TASK REQUIREMENTS: Retype every line of the records below without changing anything.

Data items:
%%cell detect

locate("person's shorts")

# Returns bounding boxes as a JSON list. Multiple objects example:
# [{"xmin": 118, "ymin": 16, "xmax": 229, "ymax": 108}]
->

EXPECTED OUTPUT:
%%cell detect

locate("person's shorts")

# Returns bounding boxes as a JSON list. Multiple objects example:
# [{"xmin": 118, "ymin": 16, "xmax": 229, "ymax": 108}]
->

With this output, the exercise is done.